_Written problem_. Can you give the rows below as a Markdown table with the columns "No." and "Row text", with one line per table row and blank lines left out?

_Data section_.
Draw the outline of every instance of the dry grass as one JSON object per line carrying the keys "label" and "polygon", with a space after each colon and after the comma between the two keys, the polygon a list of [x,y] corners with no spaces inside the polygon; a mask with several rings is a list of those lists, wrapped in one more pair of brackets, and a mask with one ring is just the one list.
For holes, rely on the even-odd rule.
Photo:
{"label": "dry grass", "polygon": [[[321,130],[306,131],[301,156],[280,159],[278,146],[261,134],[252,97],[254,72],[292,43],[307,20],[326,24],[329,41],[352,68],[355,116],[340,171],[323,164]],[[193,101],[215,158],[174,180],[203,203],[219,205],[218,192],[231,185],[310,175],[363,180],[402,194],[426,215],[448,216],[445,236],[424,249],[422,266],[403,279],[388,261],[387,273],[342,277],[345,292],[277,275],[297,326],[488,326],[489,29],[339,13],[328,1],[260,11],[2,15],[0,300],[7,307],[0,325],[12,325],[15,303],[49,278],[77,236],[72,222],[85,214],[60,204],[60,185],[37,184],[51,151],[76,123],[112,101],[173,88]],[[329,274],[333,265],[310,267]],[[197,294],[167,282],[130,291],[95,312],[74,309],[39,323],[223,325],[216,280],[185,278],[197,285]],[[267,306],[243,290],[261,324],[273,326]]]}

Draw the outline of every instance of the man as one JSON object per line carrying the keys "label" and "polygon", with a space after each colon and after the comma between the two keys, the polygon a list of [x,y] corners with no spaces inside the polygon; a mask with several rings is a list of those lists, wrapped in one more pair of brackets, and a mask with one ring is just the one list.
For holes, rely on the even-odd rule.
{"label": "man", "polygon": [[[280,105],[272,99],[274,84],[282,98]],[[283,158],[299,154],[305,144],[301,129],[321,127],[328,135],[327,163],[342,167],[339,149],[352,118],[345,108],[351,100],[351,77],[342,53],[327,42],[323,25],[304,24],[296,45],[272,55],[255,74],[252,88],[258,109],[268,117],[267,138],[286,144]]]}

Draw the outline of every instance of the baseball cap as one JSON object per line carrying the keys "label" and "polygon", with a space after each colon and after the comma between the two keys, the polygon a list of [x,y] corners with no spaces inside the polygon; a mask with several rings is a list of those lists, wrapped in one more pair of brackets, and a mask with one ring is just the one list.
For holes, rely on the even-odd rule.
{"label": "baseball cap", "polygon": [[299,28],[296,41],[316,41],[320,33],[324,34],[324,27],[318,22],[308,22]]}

_Response to this task_.
| No. | Row text |
|---|---|
| 1 | Draw the outline of every instance of the dry grass as one JSON object per line carrying the keys "label" and "polygon", with a space after each colon and after the comma between the two keys, the polygon a list of [x,y] corners with no spaces inside the polygon; a mask with several rings is a list of those lists, wrapped in one more pair of brackets, and a mask with one ring is just the one list. |
| 2 | For holes, rely on the even-odd rule. |
| 3 | Photo: |
| 4 | {"label": "dry grass", "polygon": [[[321,130],[306,131],[301,156],[280,159],[278,146],[261,134],[252,97],[254,72],[292,43],[307,20],[326,24],[329,41],[352,68],[355,116],[340,171],[323,164]],[[193,101],[215,158],[174,180],[203,203],[219,205],[218,192],[231,185],[310,175],[363,180],[402,194],[426,215],[448,216],[445,236],[424,249],[422,266],[403,279],[388,261],[387,273],[342,277],[345,292],[277,275],[297,326],[488,326],[489,29],[339,13],[328,1],[260,11],[2,15],[0,300],[7,307],[0,325],[12,325],[15,303],[49,278],[77,236],[72,222],[85,214],[60,204],[60,185],[37,184],[51,151],[76,123],[112,101],[173,88]],[[329,274],[333,265],[310,267]],[[197,294],[167,282],[130,291],[95,312],[74,309],[39,323],[223,325],[216,280],[185,278],[197,285]],[[267,306],[243,290],[261,324],[273,326]]]} |
| 5 | Draw the outline of every instance of the man as one JSON object per line carrying the keys "label" and "polygon", with a space after each colon and after the comma between the two keys, the polygon a list of [x,y] corners with no spaces inside the polygon; a mask with several rings is a list of those lists, wrapped in one more pair of brackets, and a mask with one ring is just the one list. |
| 6 | For holes, rely on the even-odd rule. |
| 7 | {"label": "man", "polygon": [[[280,105],[272,99],[274,84],[282,98]],[[283,158],[299,154],[305,144],[301,129],[321,127],[328,135],[327,163],[342,167],[339,149],[352,118],[345,108],[351,100],[351,77],[342,53],[327,42],[323,25],[304,24],[296,45],[272,55],[255,74],[252,88],[258,109],[268,117],[267,138],[286,144]]]} |
| 8 | Draw the outline of every instance of the baseball cap as one JSON object per line carrying the keys "label" and "polygon", with a space after each colon and after the comma between the two keys, the polygon a list of [x,y] corners with no spaces inside the polygon; a mask with several rings is a list of those lists, wrapped in one more pair of brackets, and a mask with one ring is just the one list. |
| 9 | For holes, rely on the even-odd rule. |
| 10 | {"label": "baseball cap", "polygon": [[299,28],[296,41],[316,41],[320,33],[324,34],[324,27],[318,22],[308,22]]} |